===== Material provided =====
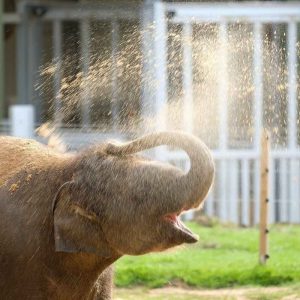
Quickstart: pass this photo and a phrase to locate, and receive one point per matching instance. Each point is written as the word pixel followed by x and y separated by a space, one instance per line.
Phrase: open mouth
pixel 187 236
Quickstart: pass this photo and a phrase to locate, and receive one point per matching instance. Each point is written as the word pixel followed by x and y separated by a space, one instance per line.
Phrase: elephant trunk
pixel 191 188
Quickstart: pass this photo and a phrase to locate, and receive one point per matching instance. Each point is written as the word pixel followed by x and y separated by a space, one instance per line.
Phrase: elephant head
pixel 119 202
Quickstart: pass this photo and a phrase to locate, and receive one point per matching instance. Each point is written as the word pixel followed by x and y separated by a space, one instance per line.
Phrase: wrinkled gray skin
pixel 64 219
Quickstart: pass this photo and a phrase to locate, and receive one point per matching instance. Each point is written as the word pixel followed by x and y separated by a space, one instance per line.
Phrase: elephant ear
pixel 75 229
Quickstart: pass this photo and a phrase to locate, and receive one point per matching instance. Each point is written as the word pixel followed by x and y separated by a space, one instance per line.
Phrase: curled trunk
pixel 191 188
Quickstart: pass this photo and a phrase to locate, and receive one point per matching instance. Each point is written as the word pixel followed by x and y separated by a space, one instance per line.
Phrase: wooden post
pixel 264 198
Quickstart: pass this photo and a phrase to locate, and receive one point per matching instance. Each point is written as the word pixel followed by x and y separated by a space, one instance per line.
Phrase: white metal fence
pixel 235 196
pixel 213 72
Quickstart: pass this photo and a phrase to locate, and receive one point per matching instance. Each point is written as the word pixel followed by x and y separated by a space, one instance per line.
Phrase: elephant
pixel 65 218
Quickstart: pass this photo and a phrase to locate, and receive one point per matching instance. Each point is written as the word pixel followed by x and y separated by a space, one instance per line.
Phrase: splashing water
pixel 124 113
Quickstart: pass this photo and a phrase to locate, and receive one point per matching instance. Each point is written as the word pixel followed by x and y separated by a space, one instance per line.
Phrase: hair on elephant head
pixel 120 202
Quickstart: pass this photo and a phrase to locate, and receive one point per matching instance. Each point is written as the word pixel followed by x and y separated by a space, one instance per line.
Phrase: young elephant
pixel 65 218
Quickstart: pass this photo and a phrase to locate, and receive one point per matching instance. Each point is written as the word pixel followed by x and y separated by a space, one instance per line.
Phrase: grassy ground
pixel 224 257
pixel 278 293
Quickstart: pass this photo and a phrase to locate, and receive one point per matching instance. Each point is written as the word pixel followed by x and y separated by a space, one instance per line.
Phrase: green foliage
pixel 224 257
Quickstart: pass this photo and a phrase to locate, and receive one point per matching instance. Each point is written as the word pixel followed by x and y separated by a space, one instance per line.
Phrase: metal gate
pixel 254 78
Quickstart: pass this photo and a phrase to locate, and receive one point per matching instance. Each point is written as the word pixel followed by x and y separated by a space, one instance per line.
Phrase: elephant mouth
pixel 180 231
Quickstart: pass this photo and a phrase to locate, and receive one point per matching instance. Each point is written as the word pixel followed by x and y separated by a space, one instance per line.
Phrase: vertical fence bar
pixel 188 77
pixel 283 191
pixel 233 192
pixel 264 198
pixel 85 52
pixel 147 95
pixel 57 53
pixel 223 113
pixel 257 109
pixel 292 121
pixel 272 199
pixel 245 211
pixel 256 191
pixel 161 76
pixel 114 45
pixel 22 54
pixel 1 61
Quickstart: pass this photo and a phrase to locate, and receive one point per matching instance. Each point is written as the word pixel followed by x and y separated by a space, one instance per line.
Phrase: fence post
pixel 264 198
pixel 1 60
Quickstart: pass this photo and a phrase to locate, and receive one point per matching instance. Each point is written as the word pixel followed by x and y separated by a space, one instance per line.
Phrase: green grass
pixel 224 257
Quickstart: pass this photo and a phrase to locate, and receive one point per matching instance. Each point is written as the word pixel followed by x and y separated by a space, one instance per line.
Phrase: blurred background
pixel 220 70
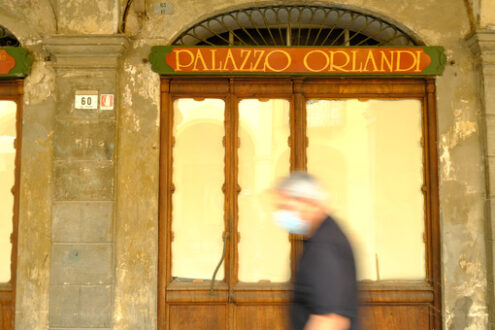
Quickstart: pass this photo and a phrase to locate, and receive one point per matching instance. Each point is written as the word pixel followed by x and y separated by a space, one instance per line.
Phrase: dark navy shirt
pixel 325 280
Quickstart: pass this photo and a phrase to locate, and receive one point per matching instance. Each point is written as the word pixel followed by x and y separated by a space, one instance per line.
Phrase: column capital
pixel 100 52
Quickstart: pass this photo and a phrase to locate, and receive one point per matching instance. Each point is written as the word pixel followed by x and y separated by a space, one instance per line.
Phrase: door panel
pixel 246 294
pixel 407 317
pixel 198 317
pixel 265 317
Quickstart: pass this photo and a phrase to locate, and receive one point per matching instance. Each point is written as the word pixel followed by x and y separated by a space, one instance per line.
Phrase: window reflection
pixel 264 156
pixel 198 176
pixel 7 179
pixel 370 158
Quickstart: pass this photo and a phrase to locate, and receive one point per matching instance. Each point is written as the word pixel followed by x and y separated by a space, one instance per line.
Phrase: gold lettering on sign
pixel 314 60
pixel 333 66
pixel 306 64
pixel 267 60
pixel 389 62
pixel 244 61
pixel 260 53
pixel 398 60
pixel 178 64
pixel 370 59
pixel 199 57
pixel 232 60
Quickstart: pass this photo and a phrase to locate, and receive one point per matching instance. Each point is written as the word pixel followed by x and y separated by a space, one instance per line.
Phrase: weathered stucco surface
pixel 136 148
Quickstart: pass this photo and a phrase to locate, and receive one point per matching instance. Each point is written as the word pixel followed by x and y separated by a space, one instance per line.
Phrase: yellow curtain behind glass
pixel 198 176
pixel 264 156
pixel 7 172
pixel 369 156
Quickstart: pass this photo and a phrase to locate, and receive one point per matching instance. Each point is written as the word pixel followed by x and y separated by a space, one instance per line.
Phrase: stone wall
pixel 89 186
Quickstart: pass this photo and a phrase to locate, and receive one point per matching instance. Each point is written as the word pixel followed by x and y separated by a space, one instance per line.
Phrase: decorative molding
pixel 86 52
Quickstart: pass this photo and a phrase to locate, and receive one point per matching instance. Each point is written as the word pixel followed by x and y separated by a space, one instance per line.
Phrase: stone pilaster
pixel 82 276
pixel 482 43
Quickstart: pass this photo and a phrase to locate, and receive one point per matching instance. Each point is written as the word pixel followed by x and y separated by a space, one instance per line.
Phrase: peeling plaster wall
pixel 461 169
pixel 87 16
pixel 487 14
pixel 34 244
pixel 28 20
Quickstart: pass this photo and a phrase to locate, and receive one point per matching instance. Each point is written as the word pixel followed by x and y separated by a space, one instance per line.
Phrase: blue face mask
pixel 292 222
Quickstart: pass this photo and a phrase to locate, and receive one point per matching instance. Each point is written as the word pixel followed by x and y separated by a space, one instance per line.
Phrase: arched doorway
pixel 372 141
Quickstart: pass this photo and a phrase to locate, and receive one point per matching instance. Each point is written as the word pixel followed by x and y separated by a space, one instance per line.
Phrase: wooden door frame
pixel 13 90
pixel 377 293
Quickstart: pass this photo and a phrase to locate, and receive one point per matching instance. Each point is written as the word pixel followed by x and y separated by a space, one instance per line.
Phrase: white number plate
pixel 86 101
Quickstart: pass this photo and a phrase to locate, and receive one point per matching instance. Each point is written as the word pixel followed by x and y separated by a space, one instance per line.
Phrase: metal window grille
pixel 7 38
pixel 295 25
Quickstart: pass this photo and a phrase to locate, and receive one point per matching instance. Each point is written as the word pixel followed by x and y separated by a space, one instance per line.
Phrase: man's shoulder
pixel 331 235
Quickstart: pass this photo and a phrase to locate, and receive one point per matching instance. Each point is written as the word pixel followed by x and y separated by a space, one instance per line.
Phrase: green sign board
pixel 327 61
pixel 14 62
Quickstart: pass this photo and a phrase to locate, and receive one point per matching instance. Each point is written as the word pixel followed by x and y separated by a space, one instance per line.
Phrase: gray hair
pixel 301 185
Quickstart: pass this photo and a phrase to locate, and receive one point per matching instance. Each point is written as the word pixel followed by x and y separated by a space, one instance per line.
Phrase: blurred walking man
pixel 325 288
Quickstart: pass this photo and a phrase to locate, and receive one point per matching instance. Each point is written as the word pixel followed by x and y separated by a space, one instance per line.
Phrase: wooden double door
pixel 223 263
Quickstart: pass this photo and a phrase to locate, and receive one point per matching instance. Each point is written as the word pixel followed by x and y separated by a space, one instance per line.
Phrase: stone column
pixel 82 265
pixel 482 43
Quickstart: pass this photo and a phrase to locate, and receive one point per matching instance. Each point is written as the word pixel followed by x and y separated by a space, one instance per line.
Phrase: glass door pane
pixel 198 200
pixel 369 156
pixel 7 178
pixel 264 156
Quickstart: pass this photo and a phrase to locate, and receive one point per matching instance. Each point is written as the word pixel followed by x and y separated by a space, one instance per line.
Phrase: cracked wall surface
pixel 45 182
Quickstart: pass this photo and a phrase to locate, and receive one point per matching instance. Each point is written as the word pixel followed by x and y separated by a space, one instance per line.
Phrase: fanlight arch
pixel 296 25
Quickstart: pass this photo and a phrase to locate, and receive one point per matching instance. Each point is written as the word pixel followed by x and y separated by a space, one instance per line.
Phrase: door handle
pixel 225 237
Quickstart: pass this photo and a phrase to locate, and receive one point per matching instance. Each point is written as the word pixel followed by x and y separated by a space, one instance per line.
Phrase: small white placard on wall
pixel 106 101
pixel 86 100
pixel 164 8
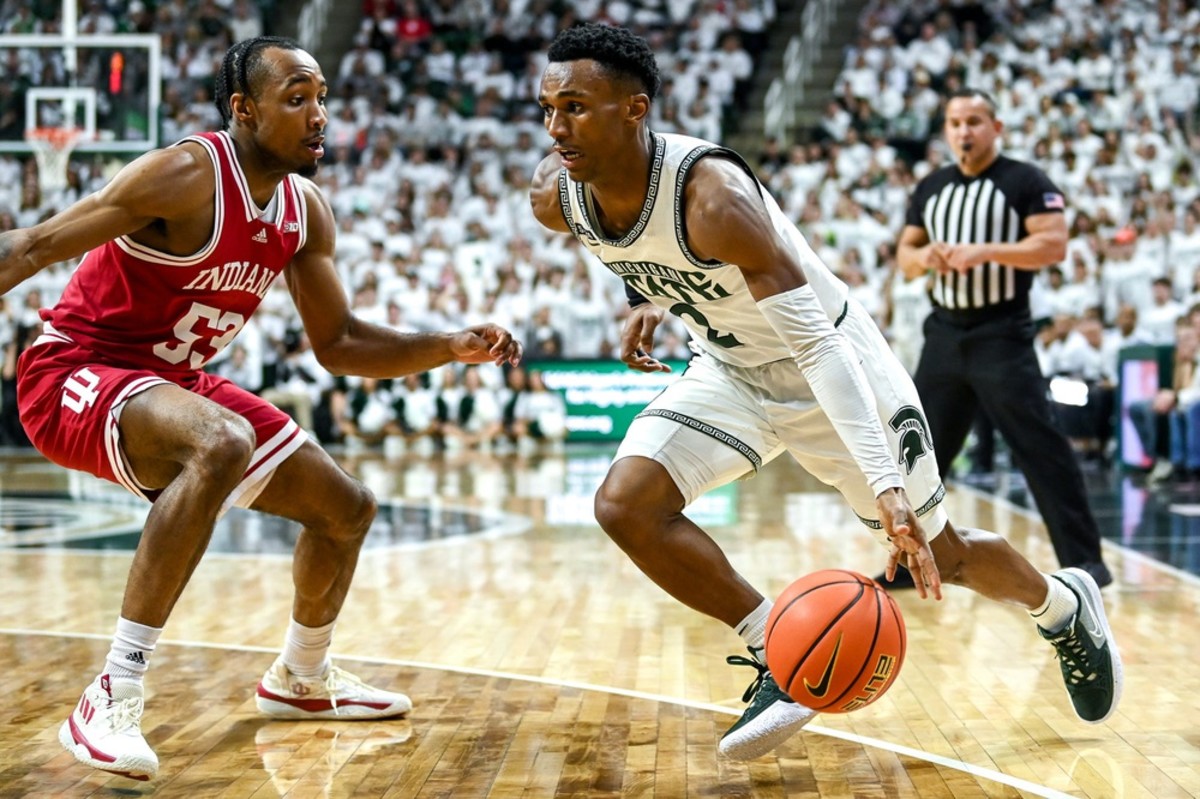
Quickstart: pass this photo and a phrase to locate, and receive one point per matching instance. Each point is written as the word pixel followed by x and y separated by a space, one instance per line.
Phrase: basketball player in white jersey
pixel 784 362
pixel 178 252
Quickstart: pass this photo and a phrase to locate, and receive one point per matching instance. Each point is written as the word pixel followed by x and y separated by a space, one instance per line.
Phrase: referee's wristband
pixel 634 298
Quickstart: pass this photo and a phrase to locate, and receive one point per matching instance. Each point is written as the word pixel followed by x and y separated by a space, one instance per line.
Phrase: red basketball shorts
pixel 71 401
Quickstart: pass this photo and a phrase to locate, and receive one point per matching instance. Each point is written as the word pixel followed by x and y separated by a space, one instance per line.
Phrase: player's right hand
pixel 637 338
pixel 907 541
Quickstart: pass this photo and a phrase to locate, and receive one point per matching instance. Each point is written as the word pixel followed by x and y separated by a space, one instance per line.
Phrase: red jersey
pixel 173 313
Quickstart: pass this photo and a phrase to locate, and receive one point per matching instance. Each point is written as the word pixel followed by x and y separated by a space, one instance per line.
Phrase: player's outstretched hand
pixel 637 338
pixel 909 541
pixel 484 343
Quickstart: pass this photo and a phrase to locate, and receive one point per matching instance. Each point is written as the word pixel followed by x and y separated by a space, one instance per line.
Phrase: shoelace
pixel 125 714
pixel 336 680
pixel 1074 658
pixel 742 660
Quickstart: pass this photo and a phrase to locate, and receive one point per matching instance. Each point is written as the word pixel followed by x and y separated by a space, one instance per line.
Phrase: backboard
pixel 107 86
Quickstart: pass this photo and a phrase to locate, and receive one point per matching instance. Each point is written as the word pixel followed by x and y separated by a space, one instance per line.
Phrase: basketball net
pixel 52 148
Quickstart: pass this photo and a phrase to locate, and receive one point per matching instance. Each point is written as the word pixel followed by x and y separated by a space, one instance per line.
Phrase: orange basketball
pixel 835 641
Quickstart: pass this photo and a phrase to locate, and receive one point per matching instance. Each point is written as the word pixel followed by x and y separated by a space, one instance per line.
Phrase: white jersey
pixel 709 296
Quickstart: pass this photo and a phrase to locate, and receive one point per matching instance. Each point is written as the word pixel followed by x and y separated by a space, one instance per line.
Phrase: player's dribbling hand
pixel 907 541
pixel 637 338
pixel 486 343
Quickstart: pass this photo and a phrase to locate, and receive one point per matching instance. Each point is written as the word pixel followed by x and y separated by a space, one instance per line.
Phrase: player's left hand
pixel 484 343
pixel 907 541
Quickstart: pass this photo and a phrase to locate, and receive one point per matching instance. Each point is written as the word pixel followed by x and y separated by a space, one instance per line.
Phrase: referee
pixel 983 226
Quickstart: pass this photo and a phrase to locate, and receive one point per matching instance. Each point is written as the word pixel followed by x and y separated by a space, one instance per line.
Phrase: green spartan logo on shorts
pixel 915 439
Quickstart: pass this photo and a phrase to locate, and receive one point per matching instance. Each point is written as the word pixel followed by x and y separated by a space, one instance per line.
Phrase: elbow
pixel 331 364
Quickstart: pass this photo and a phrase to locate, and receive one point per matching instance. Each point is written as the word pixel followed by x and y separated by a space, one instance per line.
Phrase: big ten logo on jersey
=====
* **The task**: Please pick out each line of the rows above that contains the string "surface", matching case, and copy those lines.

* **Answer below**:
Phrase: weathered stucco surface
Phrase: cracked wall surface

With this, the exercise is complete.